Given instruction:
Rewrite the listing below as a Markdown table with the columns Row and Line. Cover everything from the line with "Might I ask you to point at the dark" through the line with "point(22, 75)", both included, numbering each row, skipping blank lines and leaving the pictures out.
-- begin --
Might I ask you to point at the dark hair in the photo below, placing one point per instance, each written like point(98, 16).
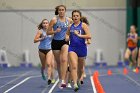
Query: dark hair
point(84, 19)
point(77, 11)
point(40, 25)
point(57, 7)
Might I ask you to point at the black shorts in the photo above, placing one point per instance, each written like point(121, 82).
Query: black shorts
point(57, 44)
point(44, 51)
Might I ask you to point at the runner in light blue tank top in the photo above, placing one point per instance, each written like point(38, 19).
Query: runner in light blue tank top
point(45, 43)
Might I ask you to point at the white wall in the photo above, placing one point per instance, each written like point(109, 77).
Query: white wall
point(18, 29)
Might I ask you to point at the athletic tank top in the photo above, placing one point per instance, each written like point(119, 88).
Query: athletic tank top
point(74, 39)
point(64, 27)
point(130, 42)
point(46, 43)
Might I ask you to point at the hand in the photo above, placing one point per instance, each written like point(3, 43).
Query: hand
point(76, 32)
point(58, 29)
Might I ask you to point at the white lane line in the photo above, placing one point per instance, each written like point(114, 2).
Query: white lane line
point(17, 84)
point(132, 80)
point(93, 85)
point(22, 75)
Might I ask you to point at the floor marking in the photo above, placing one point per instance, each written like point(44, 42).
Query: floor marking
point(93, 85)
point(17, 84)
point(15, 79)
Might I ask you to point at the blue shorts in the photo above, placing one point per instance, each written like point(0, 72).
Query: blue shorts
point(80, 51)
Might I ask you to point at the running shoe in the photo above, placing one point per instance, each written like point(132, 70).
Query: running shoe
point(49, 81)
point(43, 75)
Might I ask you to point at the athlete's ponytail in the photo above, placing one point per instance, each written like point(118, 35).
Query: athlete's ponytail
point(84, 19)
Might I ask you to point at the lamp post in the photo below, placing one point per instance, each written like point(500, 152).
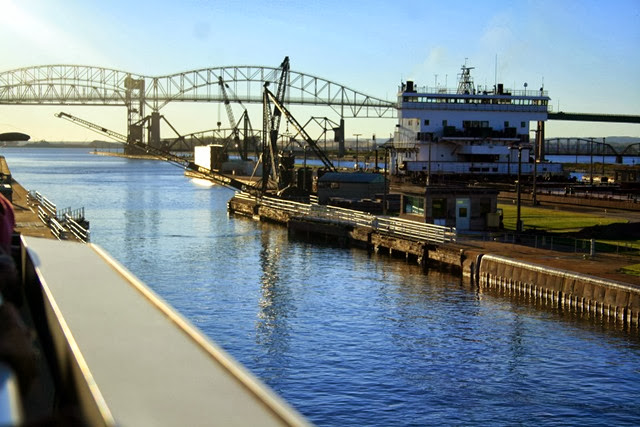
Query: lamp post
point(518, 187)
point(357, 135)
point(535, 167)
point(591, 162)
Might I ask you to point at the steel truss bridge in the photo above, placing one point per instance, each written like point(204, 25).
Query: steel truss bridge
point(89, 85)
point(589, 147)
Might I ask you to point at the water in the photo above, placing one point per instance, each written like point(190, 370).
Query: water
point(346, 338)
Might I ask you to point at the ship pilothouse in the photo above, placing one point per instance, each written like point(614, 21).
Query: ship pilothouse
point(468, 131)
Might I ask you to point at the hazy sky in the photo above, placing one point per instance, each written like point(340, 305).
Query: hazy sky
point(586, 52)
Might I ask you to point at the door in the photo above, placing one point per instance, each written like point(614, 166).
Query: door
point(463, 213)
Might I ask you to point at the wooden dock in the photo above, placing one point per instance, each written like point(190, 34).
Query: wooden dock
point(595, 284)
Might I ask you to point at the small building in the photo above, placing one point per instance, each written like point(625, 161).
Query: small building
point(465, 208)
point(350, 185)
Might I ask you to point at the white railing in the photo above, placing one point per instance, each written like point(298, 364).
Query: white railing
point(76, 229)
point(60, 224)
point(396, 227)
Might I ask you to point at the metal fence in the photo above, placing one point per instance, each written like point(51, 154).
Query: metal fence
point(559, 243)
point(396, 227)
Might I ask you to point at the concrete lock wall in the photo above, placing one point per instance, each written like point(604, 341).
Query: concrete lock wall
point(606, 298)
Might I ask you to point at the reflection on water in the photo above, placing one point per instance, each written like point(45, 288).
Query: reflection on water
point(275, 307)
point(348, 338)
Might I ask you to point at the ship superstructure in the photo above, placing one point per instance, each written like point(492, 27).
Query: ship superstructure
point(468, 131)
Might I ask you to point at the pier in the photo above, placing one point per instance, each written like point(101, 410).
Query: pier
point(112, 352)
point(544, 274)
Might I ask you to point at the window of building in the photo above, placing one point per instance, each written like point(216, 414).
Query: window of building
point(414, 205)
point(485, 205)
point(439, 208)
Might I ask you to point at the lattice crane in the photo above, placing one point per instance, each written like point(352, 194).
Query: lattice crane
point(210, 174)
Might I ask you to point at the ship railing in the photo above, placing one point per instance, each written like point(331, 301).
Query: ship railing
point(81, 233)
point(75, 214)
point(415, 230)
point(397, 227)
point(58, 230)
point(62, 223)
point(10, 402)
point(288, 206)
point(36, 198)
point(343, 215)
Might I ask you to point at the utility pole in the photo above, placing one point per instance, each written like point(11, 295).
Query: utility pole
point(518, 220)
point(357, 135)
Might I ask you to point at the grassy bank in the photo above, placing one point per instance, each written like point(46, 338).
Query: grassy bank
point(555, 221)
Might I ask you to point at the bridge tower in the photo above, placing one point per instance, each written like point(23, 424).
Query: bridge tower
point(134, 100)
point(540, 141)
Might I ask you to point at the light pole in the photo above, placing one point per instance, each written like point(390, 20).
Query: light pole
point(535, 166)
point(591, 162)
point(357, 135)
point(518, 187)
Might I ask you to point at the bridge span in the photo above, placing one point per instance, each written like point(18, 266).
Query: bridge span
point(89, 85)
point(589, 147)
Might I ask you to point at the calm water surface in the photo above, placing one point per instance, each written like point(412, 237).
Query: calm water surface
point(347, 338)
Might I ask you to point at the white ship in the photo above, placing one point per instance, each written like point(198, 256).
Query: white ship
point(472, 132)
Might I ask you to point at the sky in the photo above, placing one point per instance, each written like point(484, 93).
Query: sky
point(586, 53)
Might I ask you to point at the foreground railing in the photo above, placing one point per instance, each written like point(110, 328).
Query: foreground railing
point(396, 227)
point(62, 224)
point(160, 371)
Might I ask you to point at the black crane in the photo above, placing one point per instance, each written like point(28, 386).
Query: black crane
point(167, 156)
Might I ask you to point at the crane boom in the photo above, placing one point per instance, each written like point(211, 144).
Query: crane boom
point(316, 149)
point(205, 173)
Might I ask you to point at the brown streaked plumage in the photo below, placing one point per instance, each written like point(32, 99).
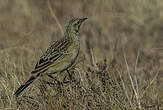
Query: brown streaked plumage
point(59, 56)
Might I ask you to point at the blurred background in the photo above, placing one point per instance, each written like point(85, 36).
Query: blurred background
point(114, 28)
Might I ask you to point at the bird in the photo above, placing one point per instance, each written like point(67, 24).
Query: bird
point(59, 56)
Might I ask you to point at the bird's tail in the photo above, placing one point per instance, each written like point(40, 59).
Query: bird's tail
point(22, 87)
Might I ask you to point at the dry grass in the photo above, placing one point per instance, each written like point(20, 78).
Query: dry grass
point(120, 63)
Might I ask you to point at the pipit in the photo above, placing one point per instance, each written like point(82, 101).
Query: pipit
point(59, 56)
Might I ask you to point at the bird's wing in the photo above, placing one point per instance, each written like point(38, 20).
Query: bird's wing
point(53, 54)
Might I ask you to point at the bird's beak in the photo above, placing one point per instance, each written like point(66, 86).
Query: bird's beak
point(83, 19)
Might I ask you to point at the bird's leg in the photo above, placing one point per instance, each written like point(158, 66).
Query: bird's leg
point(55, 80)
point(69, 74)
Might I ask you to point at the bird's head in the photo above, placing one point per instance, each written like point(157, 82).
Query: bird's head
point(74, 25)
-- end --
-- begin --
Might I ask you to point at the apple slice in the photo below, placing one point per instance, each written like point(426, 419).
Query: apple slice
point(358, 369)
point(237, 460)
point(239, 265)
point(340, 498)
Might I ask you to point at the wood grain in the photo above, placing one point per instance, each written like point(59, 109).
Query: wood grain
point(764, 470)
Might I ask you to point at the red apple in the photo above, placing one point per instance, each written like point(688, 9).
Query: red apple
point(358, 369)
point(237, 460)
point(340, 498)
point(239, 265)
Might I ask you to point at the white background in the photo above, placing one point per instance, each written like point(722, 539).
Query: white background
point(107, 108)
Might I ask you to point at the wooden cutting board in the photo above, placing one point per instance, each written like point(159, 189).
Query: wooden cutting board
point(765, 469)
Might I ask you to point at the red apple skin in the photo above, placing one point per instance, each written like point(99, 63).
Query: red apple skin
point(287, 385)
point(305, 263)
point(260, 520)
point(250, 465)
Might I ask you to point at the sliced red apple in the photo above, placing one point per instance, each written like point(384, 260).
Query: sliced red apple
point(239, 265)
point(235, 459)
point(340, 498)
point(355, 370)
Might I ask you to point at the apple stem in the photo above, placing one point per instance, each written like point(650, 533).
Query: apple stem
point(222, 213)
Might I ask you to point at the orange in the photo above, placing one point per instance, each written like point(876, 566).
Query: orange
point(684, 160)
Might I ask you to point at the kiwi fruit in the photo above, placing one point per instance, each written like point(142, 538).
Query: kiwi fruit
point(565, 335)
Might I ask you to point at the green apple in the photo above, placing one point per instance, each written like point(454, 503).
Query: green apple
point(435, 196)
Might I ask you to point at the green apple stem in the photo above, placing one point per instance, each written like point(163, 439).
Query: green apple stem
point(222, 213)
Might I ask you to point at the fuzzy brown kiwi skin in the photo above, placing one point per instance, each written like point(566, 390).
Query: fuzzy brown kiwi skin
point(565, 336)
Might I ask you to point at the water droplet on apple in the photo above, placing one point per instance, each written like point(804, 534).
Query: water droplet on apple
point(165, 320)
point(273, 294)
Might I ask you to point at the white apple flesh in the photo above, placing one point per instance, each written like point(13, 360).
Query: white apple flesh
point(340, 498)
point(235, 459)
-- end --
Final result:
| Row | Line |
|---|---|
| 1 | Might I ask you to point at the dark hair in the photo below, placing one point per instance, each written like point(98, 16). |
| 2 | Query: dark hair |
| 3 | point(84, 19) |
| 4 | point(77, 11) |
| 5 | point(40, 25) |
| 6 | point(57, 7) |
| 7 | Might I ask you to point at the black shorts in the photo above, placing one point per instance, each written like point(121, 82). |
| 8 | Query: black shorts |
| 9 | point(57, 44) |
| 10 | point(44, 51) |
| 11 | Might I ask you to point at the runner in light blue tank top in the photo above, placing one point per instance, each written like point(38, 19). |
| 12 | Query: runner in light blue tank top |
| 13 | point(45, 43) |
| 14 | Might I ask you to point at the white wall in the photo above, placing one point per instance, each written like point(109, 77). |
| 15 | Query: white wall |
| 16 | point(18, 29) |
| 17 | Might I ask you to point at the athletic tank top in the photo above, placing one point per instance, each written like point(119, 88). |
| 18 | Query: athletic tank top |
| 19 | point(74, 39) |
| 20 | point(64, 27) |
| 21 | point(130, 42) |
| 22 | point(46, 43) |
| 23 | Might I ask you to point at the hand in the photo above, placing one point per instance, each written like point(3, 43). |
| 24 | Query: hand |
| 25 | point(76, 32) |
| 26 | point(58, 29) |
| 27 | Might I ask you to point at the white lane line in the photo above, placing one point per instance, each written like point(114, 2). |
| 28 | Query: white lane line |
| 29 | point(17, 84) |
| 30 | point(132, 80) |
| 31 | point(93, 85) |
| 32 | point(22, 75) |